Audiencia General
Miércoles de Ceniza, 24 de febrero de 1971
Debemos aceptar la exhortación seria y saludable que la Iglesia maestra nos dirige al comienzo del tiempo cuaresmal, que con derecho podemos considerar como el itinerario clásico hacia nuestra salvación, el cual será contemplado en la celebración del misterio de la redención realizada por Cristo crucificado y resucitado.
¿Cuál es esta exhortación? Es el memento con que se nos intima a cada uno de nosotros, por medio del impresionante rito de la imposición de la ceniza sobre nuestra cabeza de hombres vivos.
Precariedad de la condición humana
Memento; ¡Acuérdate! La exhortación, como es natural, pretende atraer nuestra atención y dirigirla hacia un juicio sobre nosotros mismos. Estamos bastante habituados a realizar actos de reflexión, exámenes de conciencia, a replegarnos sobre nuestra vida interior; la grande y perenne lección de la escuela ascética de la Iglesia recibe de alguna manera confirmación con el desarrollo de los estudios sicológicos y de los análisis introspectivos sobre los fenómenos del conocimiento instintivo o racional, que nos habitúa a este retorno a la celda de nuestro yo y nos invita a este diálogo silencioso con nosotros mismos. Pero es raro que este diálogo o, mejor, soliloquio, tome en una consideración de conjunto toda nuestra existencia y se aventure en las ambiguas profundidades «hamléticas» de nuestros destinos existenciales.
Normalmente permanecemos ignorantes sobre nuestra verdadera naturaleza; no sabemos exactamente quiénes somos, a no ser por medio de alguna observación fenoménica o de alguna indicación exterior relativa a nuestro empadronamiento. Y cuando nos preguntamos sobre nuestro ser, sin la luz de alguna sabiduría complementaria superior, quedamos desconcertados.

» DATOS ANALIZADOS
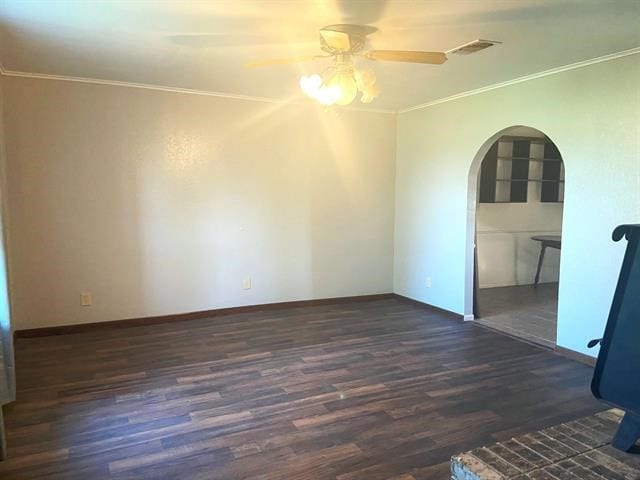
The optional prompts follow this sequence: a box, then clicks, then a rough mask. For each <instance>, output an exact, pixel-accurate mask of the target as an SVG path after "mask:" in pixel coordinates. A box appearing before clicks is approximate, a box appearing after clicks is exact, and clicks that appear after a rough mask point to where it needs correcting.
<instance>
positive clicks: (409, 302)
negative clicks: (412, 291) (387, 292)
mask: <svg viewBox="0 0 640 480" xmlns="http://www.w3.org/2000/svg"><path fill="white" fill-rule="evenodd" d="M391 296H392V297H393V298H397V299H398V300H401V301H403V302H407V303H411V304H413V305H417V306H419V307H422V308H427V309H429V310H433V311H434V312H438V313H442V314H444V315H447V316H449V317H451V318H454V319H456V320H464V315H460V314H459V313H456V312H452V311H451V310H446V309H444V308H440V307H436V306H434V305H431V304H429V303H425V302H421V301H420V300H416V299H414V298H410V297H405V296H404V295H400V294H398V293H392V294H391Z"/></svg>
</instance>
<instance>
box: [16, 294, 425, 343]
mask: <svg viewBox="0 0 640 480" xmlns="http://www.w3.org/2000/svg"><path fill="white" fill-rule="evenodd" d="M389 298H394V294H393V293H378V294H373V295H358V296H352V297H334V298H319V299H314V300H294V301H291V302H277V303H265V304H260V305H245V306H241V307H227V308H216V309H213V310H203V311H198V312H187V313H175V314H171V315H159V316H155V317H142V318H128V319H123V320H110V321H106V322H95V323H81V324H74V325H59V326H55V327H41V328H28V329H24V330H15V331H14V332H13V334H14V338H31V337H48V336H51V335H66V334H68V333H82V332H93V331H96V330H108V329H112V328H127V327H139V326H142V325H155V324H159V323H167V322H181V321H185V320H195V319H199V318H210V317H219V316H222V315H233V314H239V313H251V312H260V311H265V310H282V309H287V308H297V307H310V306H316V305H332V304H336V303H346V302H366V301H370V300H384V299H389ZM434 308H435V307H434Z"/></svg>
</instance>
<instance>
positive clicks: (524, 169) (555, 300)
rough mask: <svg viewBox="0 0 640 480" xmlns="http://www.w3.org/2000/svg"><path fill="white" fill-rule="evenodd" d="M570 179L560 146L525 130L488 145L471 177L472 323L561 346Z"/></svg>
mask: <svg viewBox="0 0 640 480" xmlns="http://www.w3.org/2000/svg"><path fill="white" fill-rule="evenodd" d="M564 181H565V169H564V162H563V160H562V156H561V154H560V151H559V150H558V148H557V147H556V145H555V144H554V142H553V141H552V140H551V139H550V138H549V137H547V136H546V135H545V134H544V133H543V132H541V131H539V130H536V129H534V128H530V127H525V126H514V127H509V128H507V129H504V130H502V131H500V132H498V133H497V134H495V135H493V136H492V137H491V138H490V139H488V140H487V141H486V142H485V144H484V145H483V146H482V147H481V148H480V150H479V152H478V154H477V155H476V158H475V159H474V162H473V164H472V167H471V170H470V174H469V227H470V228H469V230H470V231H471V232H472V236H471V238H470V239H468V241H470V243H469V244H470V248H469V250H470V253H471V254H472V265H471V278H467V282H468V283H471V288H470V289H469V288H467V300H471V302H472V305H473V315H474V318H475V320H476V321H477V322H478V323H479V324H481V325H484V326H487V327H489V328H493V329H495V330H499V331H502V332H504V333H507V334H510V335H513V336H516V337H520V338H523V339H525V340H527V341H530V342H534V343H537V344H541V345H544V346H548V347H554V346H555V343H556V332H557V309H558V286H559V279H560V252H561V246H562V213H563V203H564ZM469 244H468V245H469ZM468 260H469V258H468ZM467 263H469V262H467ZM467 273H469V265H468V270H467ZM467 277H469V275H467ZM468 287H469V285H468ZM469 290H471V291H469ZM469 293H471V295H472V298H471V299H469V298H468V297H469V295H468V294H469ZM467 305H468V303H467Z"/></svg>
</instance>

» APLICA LO LEÍDO
**1)** Reproduce al pie de la letra el pasaje del texto sobre el Miércoles de Ceniza que va desde "Normalmente permanecemos ignorantes" hasta "superior, quedamos desconcertados.", ambos incluidos.
**2)** Prosigue el texto sobre el Miércoles de Ceniza a partir de su última oración.

» RESPUESTAS POR TAREA
**1)**
Normalmente permanecemos ignorantes sobre nuestra verdadera naturaleza; no sabemos exactamente quiénes somos, a no ser por medio de alguna observación fenoménica o de alguna indicación exterior relativa a nuestro empadronamiento. Y cuando nos preguntamos sobre nuestro ser, sin la luz de alguna sabiduría complementaria superior, quedamos desconcertados.

**2)**
Hojeamos mentalmente el libro de nuestros recuerdos pasados, y enseguida nos sorprende la vaciedad a la que los condena el tiempo en que fueron escritos: pasaron; ¿qué queda de su realidad? El recuerdo; nos atrevemos incluso a decir: la historia; pero, ¿qué entidad tiene para nosotros, para nuestro ser personal, tal grabación? ¿Qué valor? La vida humana advierte la insuficiencia de estos tesoros de la memoria; el olvido los consume; la nostalgia, aunque los hace dulces e instructivos, denuncia la pérdida de lo que conservan, la nulidad entitativa de su contenido. El balance de nuestros recuerdos constituye una amarga experiencia. Y se hace más amarga y desesperada si esta búsqueda se dirige a cuanto nos rodea por fuera, personas o cosas, ya que hace patente la glacial soledad de nuestro yo; la relación que nos une con lo que está fuera de nosotros manifiesta su inexorable precariedad; es inútil y quizás insensato aferrarse, para tener seguridad de nuestra existencia, a cuanto poseemos, conocemos, amamos y llamamos nuestro (cfr. Lc 12, 15).
¿Qué nos queda? ¿El alma, nuestra persona, nuestra vida íntima? Sí, pero, ¡qué gran oscuridad nos invade en torno a esto! ¿Qué somos? ¿Qué permanece de nosotros mismos? ¿Qué es la muerte? ¿Es el vacío, el océano de la nada, o la misteriosa sobrevivencia del núcleo central de nuestro ser, el alma?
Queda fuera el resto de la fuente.